Lesetext:
________________________
Leute, ihr macht komische Sachen.  :Wink: 

Richtig (so steht es auch im Handbuch) ist es so:

1.) Dienst stoppen.

2.) mysqld mit der Option --skip-grant-tables starten

3.) Passwort wie bei Installation setzen (mysqladmin -u root password '<Passwort>')

4.) Privilegien laden: mysqladmin -h <Hostname> flush-privileges

Nun kann man sich an die Datenbank anmelden.

--ian!

----------

## benjamin200

Hallo Leute,

hab mir nun ein nettes Buch zum Thema MySQL benutzt. Dort wird unter anderem auch auf den Fall der Fälle eingegangen - was  ist wenn das root Passwort vergessen wurde?
________________________
Datenmaterial:
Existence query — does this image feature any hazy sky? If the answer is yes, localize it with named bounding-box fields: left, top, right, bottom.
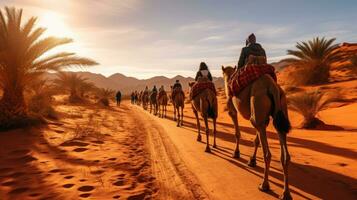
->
left=0, top=0, right=357, bottom=78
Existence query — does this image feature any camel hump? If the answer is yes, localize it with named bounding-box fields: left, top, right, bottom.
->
left=247, top=55, right=267, bottom=65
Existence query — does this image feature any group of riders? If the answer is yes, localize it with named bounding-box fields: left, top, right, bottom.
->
left=123, top=34, right=292, bottom=200
left=130, top=34, right=266, bottom=114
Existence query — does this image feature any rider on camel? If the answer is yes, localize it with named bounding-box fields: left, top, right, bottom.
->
left=172, top=80, right=182, bottom=90
left=195, top=62, right=212, bottom=82
left=151, top=85, right=157, bottom=93
left=238, top=33, right=266, bottom=69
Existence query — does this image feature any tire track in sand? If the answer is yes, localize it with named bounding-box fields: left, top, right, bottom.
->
left=130, top=106, right=208, bottom=199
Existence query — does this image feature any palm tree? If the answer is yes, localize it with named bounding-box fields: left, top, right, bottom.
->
left=54, top=72, right=89, bottom=103
left=288, top=90, right=342, bottom=129
left=284, top=37, right=346, bottom=85
left=0, top=7, right=97, bottom=128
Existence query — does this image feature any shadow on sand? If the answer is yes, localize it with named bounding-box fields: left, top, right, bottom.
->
left=158, top=109, right=357, bottom=199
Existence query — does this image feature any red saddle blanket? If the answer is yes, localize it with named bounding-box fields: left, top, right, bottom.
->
left=171, top=88, right=185, bottom=100
left=157, top=91, right=166, bottom=99
left=190, top=81, right=217, bottom=99
left=228, top=64, right=277, bottom=96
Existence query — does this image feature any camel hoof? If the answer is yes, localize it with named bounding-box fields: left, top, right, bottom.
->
left=233, top=151, right=240, bottom=158
left=248, top=158, right=257, bottom=167
left=279, top=192, right=293, bottom=200
left=258, top=183, right=270, bottom=192
left=205, top=147, right=211, bottom=153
________________________
Arbeitsanweisungen:
1 - Beantworten Sie die folgenden Fragen anhand des Lesetextes.
(a) Mit welcher Option soll mysqld in Schritt 2 gestartet werden?
(b) Welcher Befehl wird in Schritt 4 zum Laden der Privilegien angegeben?
(c) Welchen Fall behandelt laut benjamin200 das Buch zum Thema MySQL unter anderem?
2 - Schreiben Sie den Abschnitt des Lesetextes zwischen „Richtig (so steht“ und „die Datenbank anmelden.“, beide einschließlich, unverändert ab.

Lösungen:
1 -
(a) Mit der Option --skip-grant-tables.
(b) mysqladmin -h <Hostname> flush-privileges
(c) Den Fall, dass das root-Passwort vergessen wurde.

2 -
Richtig (so steht es auch im Handbuch) ist es so:

1.) Dienst stoppen.

2.) mysqld mit der Option --skip-grant-tables starten

3.) Passwort wie bei Installation setzen (mysqladmin -u root password '<Passwort>')

4.) Privilegien laden: mysqladmin -h <Hostname> flush-privileges

Nun kann man sich an die Datenbank anmelden.